**** Data section ****
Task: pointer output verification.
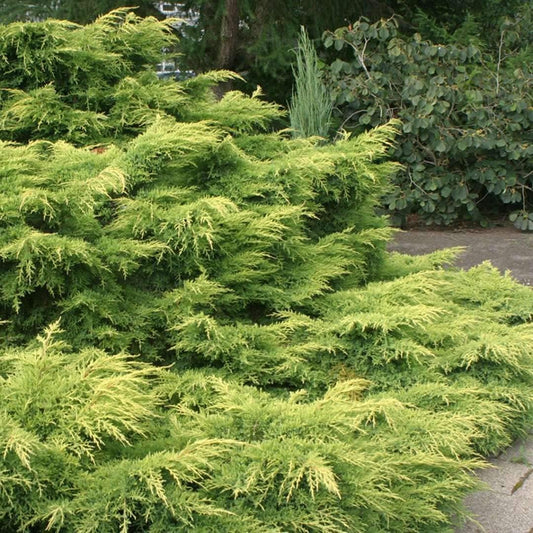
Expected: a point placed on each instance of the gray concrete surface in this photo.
(506, 506)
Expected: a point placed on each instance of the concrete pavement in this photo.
(507, 504)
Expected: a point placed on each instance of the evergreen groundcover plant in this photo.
(201, 330)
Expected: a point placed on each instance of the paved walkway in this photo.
(507, 504)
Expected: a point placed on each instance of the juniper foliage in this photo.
(201, 331)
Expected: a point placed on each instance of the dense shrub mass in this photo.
(466, 143)
(201, 330)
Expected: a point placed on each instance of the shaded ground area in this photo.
(505, 247)
(507, 504)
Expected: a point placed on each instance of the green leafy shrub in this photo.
(238, 352)
(311, 104)
(466, 118)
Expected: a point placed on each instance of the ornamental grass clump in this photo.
(201, 330)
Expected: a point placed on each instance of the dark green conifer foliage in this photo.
(314, 383)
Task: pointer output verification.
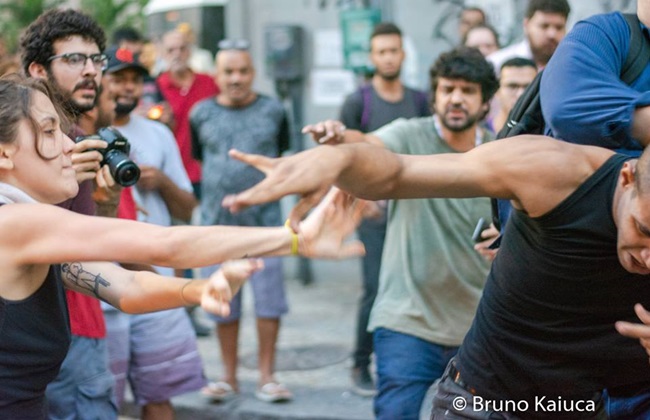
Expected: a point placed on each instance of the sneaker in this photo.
(362, 383)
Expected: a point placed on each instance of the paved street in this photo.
(316, 340)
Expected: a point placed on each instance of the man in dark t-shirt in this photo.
(563, 294)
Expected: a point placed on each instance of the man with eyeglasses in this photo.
(65, 48)
(241, 118)
(515, 76)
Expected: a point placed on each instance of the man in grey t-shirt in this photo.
(379, 102)
(241, 118)
(431, 277)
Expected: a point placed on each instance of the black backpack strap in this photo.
(421, 100)
(639, 52)
(366, 97)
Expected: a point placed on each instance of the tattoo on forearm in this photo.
(75, 275)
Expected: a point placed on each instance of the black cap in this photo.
(121, 58)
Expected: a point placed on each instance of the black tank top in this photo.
(545, 323)
(34, 340)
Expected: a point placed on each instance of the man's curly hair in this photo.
(468, 64)
(37, 42)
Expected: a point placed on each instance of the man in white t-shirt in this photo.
(544, 27)
(156, 352)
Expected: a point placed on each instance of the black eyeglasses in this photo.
(234, 44)
(77, 61)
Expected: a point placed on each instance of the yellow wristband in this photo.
(294, 238)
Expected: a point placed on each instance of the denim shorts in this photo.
(84, 387)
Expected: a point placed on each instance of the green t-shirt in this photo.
(431, 277)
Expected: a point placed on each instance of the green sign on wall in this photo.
(357, 26)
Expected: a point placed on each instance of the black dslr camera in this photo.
(116, 156)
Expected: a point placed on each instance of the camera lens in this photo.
(124, 171)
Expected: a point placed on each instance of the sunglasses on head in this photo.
(234, 44)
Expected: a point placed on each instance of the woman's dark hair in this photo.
(561, 7)
(37, 42)
(16, 99)
(468, 64)
(484, 26)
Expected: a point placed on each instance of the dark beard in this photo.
(70, 106)
(471, 120)
(122, 110)
(389, 77)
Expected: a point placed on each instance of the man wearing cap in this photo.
(240, 117)
(156, 352)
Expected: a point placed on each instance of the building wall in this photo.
(430, 26)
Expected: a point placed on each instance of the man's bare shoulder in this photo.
(549, 151)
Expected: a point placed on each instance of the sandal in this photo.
(219, 391)
(273, 392)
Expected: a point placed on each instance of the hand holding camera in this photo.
(108, 148)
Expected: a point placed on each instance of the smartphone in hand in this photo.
(480, 227)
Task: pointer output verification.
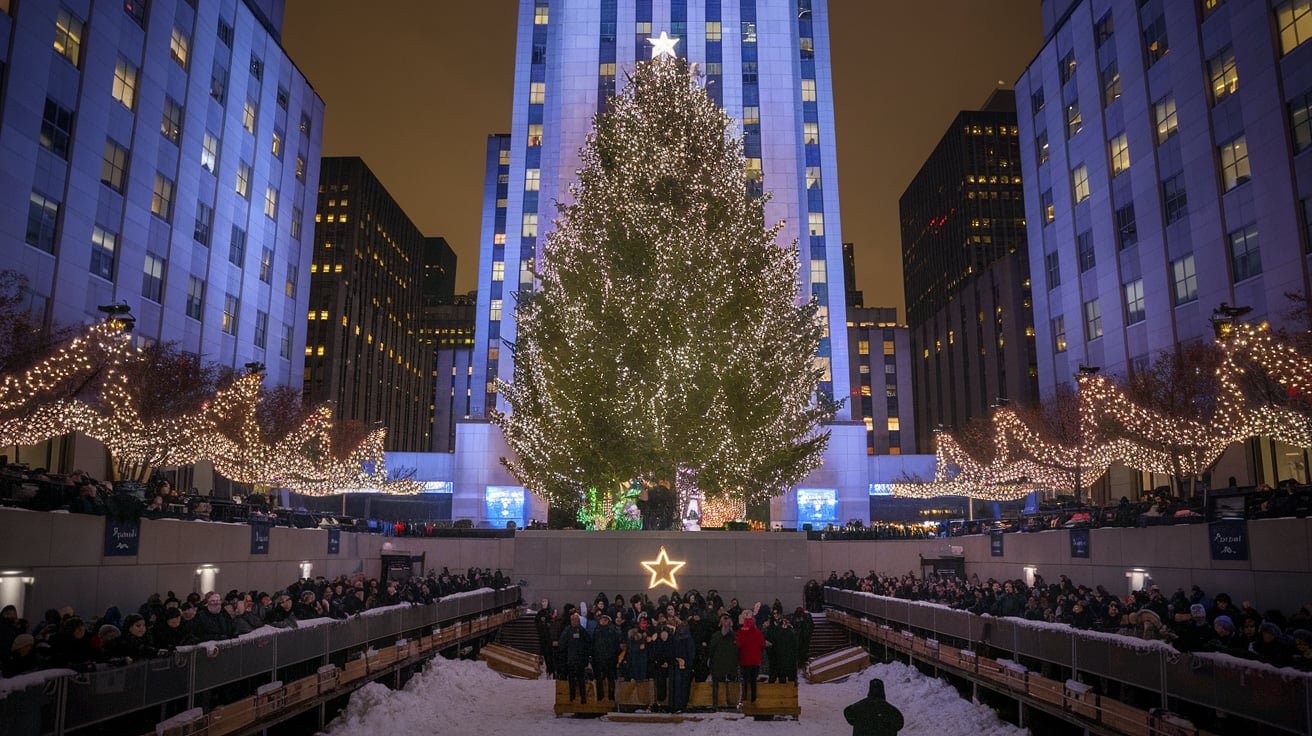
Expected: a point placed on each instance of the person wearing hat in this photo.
(606, 639)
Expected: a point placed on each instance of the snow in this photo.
(466, 697)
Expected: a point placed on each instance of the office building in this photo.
(966, 270)
(364, 352)
(159, 155)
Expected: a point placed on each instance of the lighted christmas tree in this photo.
(667, 337)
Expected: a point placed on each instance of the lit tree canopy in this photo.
(667, 332)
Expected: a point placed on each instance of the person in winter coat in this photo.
(605, 655)
(751, 643)
(575, 646)
(681, 672)
(874, 715)
(722, 652)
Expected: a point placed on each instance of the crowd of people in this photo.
(673, 640)
(163, 623)
(1189, 621)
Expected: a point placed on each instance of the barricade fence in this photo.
(74, 702)
(1258, 693)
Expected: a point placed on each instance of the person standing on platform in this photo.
(575, 646)
(751, 643)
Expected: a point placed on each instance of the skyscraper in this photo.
(766, 62)
(159, 154)
(364, 350)
(966, 266)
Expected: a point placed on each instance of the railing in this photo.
(74, 702)
(1277, 698)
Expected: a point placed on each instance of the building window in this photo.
(162, 201)
(1224, 78)
(1185, 280)
(1164, 113)
(152, 278)
(204, 221)
(1300, 121)
(236, 247)
(261, 328)
(1085, 252)
(1080, 183)
(180, 47)
(171, 125)
(1155, 40)
(248, 113)
(1294, 19)
(1127, 231)
(1052, 266)
(230, 314)
(1135, 302)
(270, 202)
(194, 298)
(113, 168)
(1110, 83)
(1066, 67)
(1092, 320)
(1075, 123)
(1119, 151)
(42, 218)
(68, 29)
(1235, 168)
(1174, 198)
(125, 83)
(102, 245)
(57, 125)
(1245, 256)
(243, 181)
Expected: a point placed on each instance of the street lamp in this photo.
(1081, 373)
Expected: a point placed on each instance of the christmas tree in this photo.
(667, 337)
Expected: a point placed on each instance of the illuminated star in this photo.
(663, 45)
(663, 570)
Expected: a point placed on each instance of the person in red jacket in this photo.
(751, 643)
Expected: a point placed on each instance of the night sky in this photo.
(415, 87)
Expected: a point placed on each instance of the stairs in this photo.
(521, 634)
(827, 636)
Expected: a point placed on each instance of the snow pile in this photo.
(466, 697)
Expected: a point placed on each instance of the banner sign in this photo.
(1228, 539)
(260, 537)
(122, 537)
(1080, 543)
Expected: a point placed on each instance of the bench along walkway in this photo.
(772, 698)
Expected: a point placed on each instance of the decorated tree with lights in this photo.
(667, 340)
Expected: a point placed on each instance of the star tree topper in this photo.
(663, 570)
(663, 45)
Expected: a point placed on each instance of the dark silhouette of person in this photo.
(873, 715)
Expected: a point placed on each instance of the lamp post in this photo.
(1083, 373)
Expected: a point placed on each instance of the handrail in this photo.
(74, 702)
(1258, 693)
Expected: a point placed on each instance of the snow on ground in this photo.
(466, 697)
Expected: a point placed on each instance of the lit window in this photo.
(125, 83)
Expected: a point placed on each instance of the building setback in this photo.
(966, 272)
(158, 154)
(364, 352)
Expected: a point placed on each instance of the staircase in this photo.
(827, 636)
(521, 634)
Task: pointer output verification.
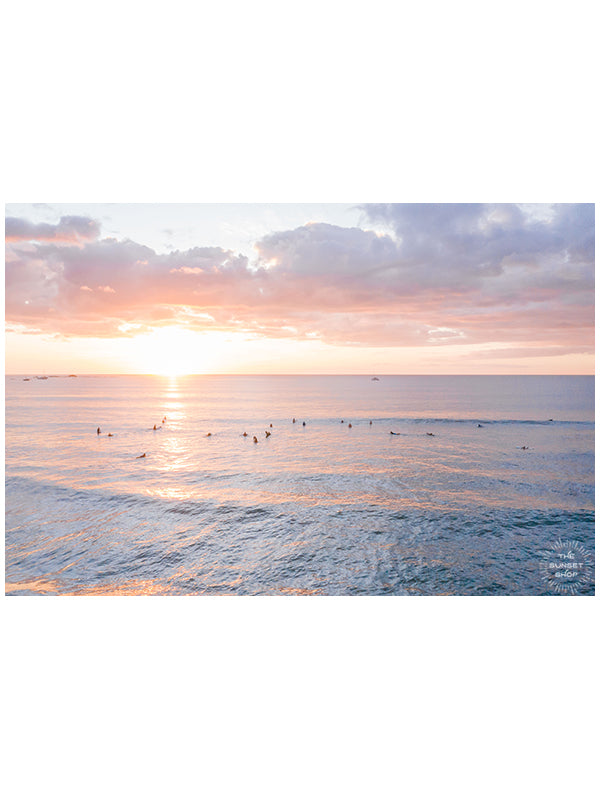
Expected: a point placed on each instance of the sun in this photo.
(171, 351)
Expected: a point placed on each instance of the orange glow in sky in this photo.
(389, 288)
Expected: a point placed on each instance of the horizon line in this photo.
(306, 374)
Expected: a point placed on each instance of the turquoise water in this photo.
(321, 508)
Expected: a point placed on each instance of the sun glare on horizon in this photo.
(174, 351)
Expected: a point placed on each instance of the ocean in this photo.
(480, 507)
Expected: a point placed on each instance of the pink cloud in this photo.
(443, 275)
(72, 230)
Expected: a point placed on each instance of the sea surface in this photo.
(321, 508)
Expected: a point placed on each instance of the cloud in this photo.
(441, 275)
(69, 230)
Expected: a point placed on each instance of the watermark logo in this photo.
(567, 567)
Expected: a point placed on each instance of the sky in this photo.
(307, 288)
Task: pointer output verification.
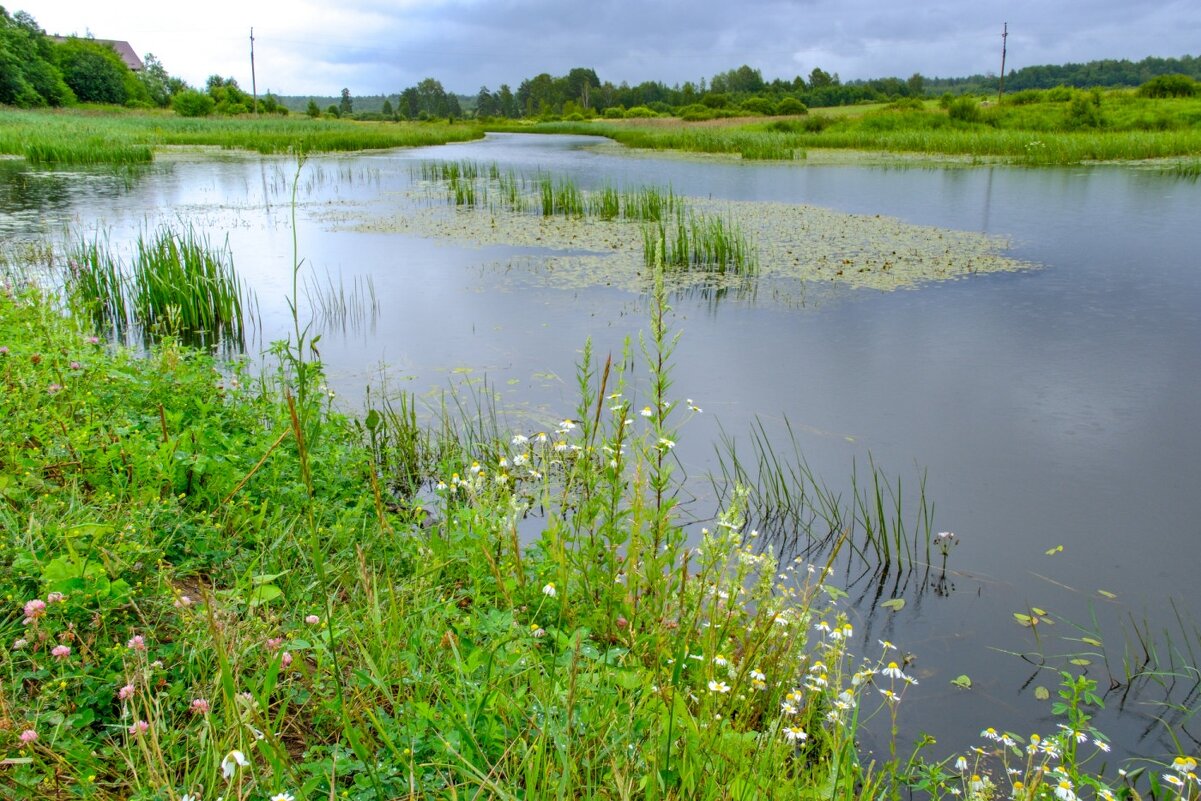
****
▶ Your instructions:
The entries should be printed again exactly as written, leaving all pictures out.

▶ Exercise response:
Task: pointer output verification.
Expected: a point placed on each instance of the gray concrete surface in this photo.
(506, 506)
Expected: a point placed on each instance of the concrete pavement in this photo.
(507, 504)
Expected: a point placed on each instance of the evergreen groundcover plant in this photo.
(201, 330)
Expected: a point placed on each instance of the paved walkway in this photo.
(507, 504)
Expected: a point placed on each instance of the juniper foliage in this photo.
(201, 331)
Expected: a point placed on each instance of the dense shrub mass in this photo.
(466, 143)
(201, 330)
Expected: a point placed on each instance of the shaded ground area in this photo.
(505, 247)
(507, 504)
Expected: a point placed on each instance of the green leafy shrub in this photo.
(238, 352)
(311, 104)
(466, 118)
Expected: a point placed on each instance of the ornamental grass clump in this photo.
(201, 330)
Expected: a point placed on each instance of the dark green conifer foliage in this photo.
(314, 383)
Task: pointer output verification.
Expected: a point placed on each instance of the sneaker in this photo.
(362, 383)
Expected: a point placed on each instance of the paved street in this photo.
(316, 340)
Expected: a point placed on each instance of the man in dark t-shirt in this photo.
(563, 294)
Expected: a point placed on each instance of the man with eyeglasses in this photo.
(65, 48)
(241, 118)
(515, 76)
Expected: a point placed on each instance of the man in grey t-shirt in this photo.
(379, 102)
(241, 118)
(431, 277)
Expected: a point placed on each instance of the black backpack strap in this photo.
(421, 100)
(639, 52)
(366, 97)
Expected: a point placed on each instance of the tattoo on forearm in this photo.
(75, 275)
Expected: a point placed on each instance of the black cap in this photo.
(121, 58)
Expected: a point placed on each instance of the black tank top in this photo.
(545, 323)
(34, 340)
Expected: a point placed on each instance of the man's curly hair in this photo.
(468, 64)
(37, 42)
Expected: a point placed on each instance of the man in white t-shirt in this photo.
(544, 27)
(156, 352)
Expected: a point placed on each instance of the black eyeglasses in this photo.
(234, 44)
(77, 61)
Expected: a point placed on each instance of the yellow wristband in this photo.
(294, 238)
Expected: a point placed on each instance of the denim shorts in this photo.
(84, 387)
Expected: a point placed on each instance of the green t-shirt in this photo.
(431, 277)
Expected: a point placed on each instance of the green sign on wall in this photo.
(357, 26)
Expected: a point placed on each instance of the black dslr camera in this photo.
(116, 156)
Expected: a point placed on each instance of the camera lens in this photo.
(124, 171)
Expected: a point placed on each instance of the sunglasses on head in this photo.
(234, 44)
Expected: a point placed on each instance of the woman's dark hair in this photo.
(561, 7)
(37, 42)
(16, 99)
(468, 64)
(484, 26)
Expected: a point placed on each instance of the dark beard in this photo.
(70, 106)
(471, 120)
(122, 110)
(389, 77)
Expected: a point placed on each instance of the man wearing cap in this photo.
(240, 117)
(156, 352)
Expected: a point placed on each instance of the building wall in this photo.
(430, 26)
Expected: a point placed on each instance of the man's bare shoulder in this photo.
(549, 151)
Expected: a point placed on each instance of the sandal in this photo.
(219, 391)
(273, 392)
Expected: a point placed on each instance of the hand holding camera in this photo.
(108, 148)
Expected: a point placed on each instance of the smartphone in hand in this photo.
(480, 227)
Task: pointer output verification.
Expected: a point placed on each instance of the person wearing hat in this photo.
(606, 639)
Expected: a point placed on each instance of the snow in this photo.
(466, 697)
Expected: a point placed on each instance of the office building in this photo.
(966, 270)
(364, 352)
(159, 155)
Expected: a point placed on each instance of the lighted christmas tree in this photo.
(667, 337)
Expected: a point placed on each instance of the lit tree canopy in this photo.
(667, 332)
Expected: a point placed on each instance of the person in winter coat in this photo.
(605, 655)
(751, 643)
(575, 646)
(681, 672)
(874, 715)
(722, 652)
Expected: a point placed on each instance of the crowd of people in this photo.
(673, 640)
(163, 623)
(1189, 621)
Expected: a point placed on each instance of the barricade fence in this photo.
(74, 702)
(1258, 693)
Expected: a point placed on each instance of the person standing on platform in this photo.
(575, 646)
(751, 643)
Expected: a point placed on each instance of the skyscraper in this photo.
(766, 62)
(159, 154)
(364, 350)
(966, 266)
Expected: a point placed on each instance of the railing in this photo.
(74, 702)
(1277, 698)
Expected: a point placed on each instance of the building window in this photo.
(162, 201)
(1224, 78)
(1185, 280)
(1164, 113)
(152, 278)
(204, 221)
(1300, 121)
(236, 247)
(261, 328)
(1085, 252)
(1080, 183)
(180, 47)
(171, 125)
(1155, 40)
(248, 113)
(1294, 19)
(1127, 231)
(1052, 266)
(230, 314)
(1135, 302)
(270, 202)
(194, 298)
(113, 168)
(1110, 83)
(1066, 67)
(1092, 320)
(1075, 123)
(1119, 151)
(42, 218)
(68, 29)
(1235, 168)
(1174, 198)
(125, 83)
(102, 245)
(57, 125)
(1245, 256)
(243, 181)
Expected: a point placed on each instance of the street lamp in this photo.
(1081, 373)
Expected: a point placed on each instance of the christmas tree in this photo.
(667, 337)
Expected: a point placed on each instance of the illuminated star in this photo.
(663, 45)
(663, 570)
Expected: a point placed on each instance of the person in red jacket in this photo.
(751, 643)
Expected: a point placed on each instance of the night sky in this photo.
(415, 87)
Expected: a point placed on each instance of the stairs in this photo.
(521, 634)
(827, 636)
Expected: a point placed on each instance of the snow pile in this photo.
(466, 697)
Expected: a point placed on each instance of the banner sign in this photo.
(1228, 539)
(260, 537)
(122, 537)
(1080, 543)
Expected: a point placed on each instance of the bench along walkway in this photo.
(772, 698)
Expected: a point placed on each instance of the decorated tree with lights in this photo.
(667, 340)
Expected: a point placed on each instance of the star tree topper in this photo.
(663, 570)
(663, 45)
Expected: a point placed on each instance of the dark silhouette of person in this photo.
(873, 715)
Expected: a point placed on each instance of the lamp post in this photo.
(1083, 373)
Expected: a point placed on each instance of the handrail in this photo.
(74, 702)
(1258, 693)
Expected: a point placed on each instance of the snow on ground in this photo.
(466, 697)
Expected: a point placed on each instance of the lit window in this photo.
(125, 83)
Expected: a point placed on each instance of the building setback in this photo.
(966, 272)
(158, 154)
(364, 352)
Expected: a point placed on each instance of the staircase in this photo.
(827, 636)
(521, 634)
Task: pointer output verification.
Expected: a point placed on each instance of the sun in this photo.
(171, 351)
Expected: a point placed on each instance of the orange glow in sky in this photo.
(389, 288)
Expected: a point placed on each instance of the horizon line in this photo.
(306, 374)
Expected: a point placed on each instance of the turquoise water in this photo.
(321, 508)
Expected: a point placed on each instance of the sun glare on horizon in this photo.
(174, 351)
Expected: a point placed on each instance of the ocean in this photo.
(480, 507)
Expected: a point placed on each instance of the pink cloud in this photo.
(443, 275)
(72, 230)
Expected: a point placed on each instance of the sea surface in this photo.
(321, 508)
Expected: a point placed on each instance of the cloud in this photo.
(441, 275)
(69, 230)
Expected: a point placed on each instance of the watermark logo in this photo.
(567, 567)
Expected: a point placed on each instance of the sky in this photo.
(307, 288)
Task: pointer output verification.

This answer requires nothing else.